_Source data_
○ ○ ○

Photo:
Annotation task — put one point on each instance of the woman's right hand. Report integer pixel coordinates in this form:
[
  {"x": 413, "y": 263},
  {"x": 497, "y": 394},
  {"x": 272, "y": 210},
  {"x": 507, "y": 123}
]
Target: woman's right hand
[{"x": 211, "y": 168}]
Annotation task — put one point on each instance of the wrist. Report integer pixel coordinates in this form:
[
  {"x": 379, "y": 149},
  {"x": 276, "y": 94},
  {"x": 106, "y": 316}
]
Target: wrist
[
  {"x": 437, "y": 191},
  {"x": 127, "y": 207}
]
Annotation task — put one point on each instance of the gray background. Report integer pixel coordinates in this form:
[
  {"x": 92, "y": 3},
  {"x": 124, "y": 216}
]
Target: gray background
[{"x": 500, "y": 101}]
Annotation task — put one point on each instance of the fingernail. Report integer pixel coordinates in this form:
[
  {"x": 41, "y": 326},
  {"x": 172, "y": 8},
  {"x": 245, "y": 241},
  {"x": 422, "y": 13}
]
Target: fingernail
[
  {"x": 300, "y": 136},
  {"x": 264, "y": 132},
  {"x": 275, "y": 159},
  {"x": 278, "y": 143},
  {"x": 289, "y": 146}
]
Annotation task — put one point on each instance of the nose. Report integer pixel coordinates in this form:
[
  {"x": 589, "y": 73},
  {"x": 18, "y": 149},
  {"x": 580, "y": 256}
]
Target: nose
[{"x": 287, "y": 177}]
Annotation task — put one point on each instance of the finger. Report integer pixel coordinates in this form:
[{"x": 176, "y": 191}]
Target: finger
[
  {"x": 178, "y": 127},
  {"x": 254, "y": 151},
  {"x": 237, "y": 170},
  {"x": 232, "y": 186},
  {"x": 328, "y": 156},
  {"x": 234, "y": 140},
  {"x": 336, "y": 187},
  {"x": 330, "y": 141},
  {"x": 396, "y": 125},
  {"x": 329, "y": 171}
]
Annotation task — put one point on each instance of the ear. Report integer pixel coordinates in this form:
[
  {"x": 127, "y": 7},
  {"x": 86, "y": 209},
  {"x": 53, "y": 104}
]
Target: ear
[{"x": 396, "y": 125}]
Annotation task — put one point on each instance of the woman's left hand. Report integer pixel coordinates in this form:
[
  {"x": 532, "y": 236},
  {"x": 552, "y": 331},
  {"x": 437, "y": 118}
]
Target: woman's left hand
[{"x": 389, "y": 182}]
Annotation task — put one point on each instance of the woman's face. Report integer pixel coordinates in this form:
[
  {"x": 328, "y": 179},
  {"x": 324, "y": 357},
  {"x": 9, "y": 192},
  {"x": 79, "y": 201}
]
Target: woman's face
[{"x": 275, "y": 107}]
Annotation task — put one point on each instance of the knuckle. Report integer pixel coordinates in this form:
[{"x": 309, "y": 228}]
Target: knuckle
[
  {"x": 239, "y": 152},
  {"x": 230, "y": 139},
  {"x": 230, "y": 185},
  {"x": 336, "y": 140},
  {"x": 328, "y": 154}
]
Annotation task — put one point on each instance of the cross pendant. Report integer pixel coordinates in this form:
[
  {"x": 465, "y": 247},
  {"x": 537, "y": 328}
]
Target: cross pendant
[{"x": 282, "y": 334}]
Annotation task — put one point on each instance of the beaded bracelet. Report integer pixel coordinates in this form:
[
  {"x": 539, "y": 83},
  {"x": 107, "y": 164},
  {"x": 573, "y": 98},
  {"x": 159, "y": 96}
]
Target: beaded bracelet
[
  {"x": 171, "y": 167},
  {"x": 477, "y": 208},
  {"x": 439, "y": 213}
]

○ ○ ○

_PROBLEM STATEMENT_
Each line of the data is to be written out again exactly.

_RESULT OF THIS EXERCISE_
Photo:
Annotation task — put one point on each instance of the woman's right hand. Report integer pixel coordinates in this form:
[
  {"x": 413, "y": 263},
  {"x": 497, "y": 394},
  {"x": 272, "y": 210},
  {"x": 507, "y": 123}
]
Target: woman's right hand
[{"x": 211, "y": 168}]
Annotation task — put one point on each instance of the wrist. Report integer pixel coordinates in this form:
[
  {"x": 379, "y": 149},
  {"x": 276, "y": 94},
  {"x": 106, "y": 316}
]
Target: wrist
[
  {"x": 437, "y": 191},
  {"x": 127, "y": 207}
]
Annotation task — put one point on each instance of the gray background. Report integer pixel coordinates in this form:
[
  {"x": 92, "y": 3},
  {"x": 124, "y": 216}
]
Target: gray background
[{"x": 500, "y": 101}]
Annotation task — put one point on each instance of the fingernail. Report integer pixel coordinates in this form:
[
  {"x": 41, "y": 326},
  {"x": 172, "y": 8},
  {"x": 245, "y": 241},
  {"x": 422, "y": 13}
]
Target: fingernail
[
  {"x": 300, "y": 136},
  {"x": 264, "y": 132},
  {"x": 275, "y": 159},
  {"x": 278, "y": 143},
  {"x": 289, "y": 146}
]
Annotation task — put one point on each instance of the nose. Report integer pixel coordinates in this form:
[
  {"x": 589, "y": 73},
  {"x": 18, "y": 149},
  {"x": 580, "y": 256}
]
Target: nose
[{"x": 287, "y": 177}]
Annotation task — put one point on each instance of the finger. Report integer pixel coordinates in this form:
[{"x": 176, "y": 191}]
Target: finger
[
  {"x": 178, "y": 127},
  {"x": 254, "y": 151},
  {"x": 237, "y": 170},
  {"x": 232, "y": 186},
  {"x": 328, "y": 156},
  {"x": 234, "y": 140},
  {"x": 336, "y": 187},
  {"x": 330, "y": 141},
  {"x": 396, "y": 125},
  {"x": 329, "y": 171}
]
Annotation task — put one point on each instance of the ear. Report integer pixel coordinates in this form:
[
  {"x": 127, "y": 7},
  {"x": 86, "y": 209},
  {"x": 53, "y": 104}
]
Target: ear
[{"x": 396, "y": 125}]
Annotation task — put one point on each instance of the woman's left hand. Report integer pixel coordinates in this form:
[
  {"x": 532, "y": 236},
  {"x": 552, "y": 331},
  {"x": 437, "y": 118}
]
Target: woman's left hand
[{"x": 389, "y": 182}]
Annotation task — put one point on each instance of the woman's face. Report integer pixel coordinates in this form:
[
  {"x": 328, "y": 179},
  {"x": 324, "y": 357},
  {"x": 9, "y": 192},
  {"x": 79, "y": 201}
]
Target: woman's face
[{"x": 275, "y": 107}]
Annotation task — put one point on each instance of the knuckle. Report integer pixel coordinates in this form:
[{"x": 309, "y": 228}]
Target: knuckle
[
  {"x": 239, "y": 152},
  {"x": 230, "y": 139},
  {"x": 230, "y": 185},
  {"x": 336, "y": 140},
  {"x": 328, "y": 154}
]
Annotation task — put one point on each instance of the cross pendant. Report integer pixel coordinates in this form:
[
  {"x": 465, "y": 247},
  {"x": 537, "y": 328}
]
Target: cross pendant
[{"x": 282, "y": 334}]
Annotation task — put one point on each instance of the beaded bracelet. Report integer pixel coordinates in this form:
[
  {"x": 539, "y": 83},
  {"x": 107, "y": 164},
  {"x": 573, "y": 98},
  {"x": 159, "y": 96}
]
Target: beaded bracelet
[
  {"x": 171, "y": 167},
  {"x": 477, "y": 208},
  {"x": 439, "y": 213}
]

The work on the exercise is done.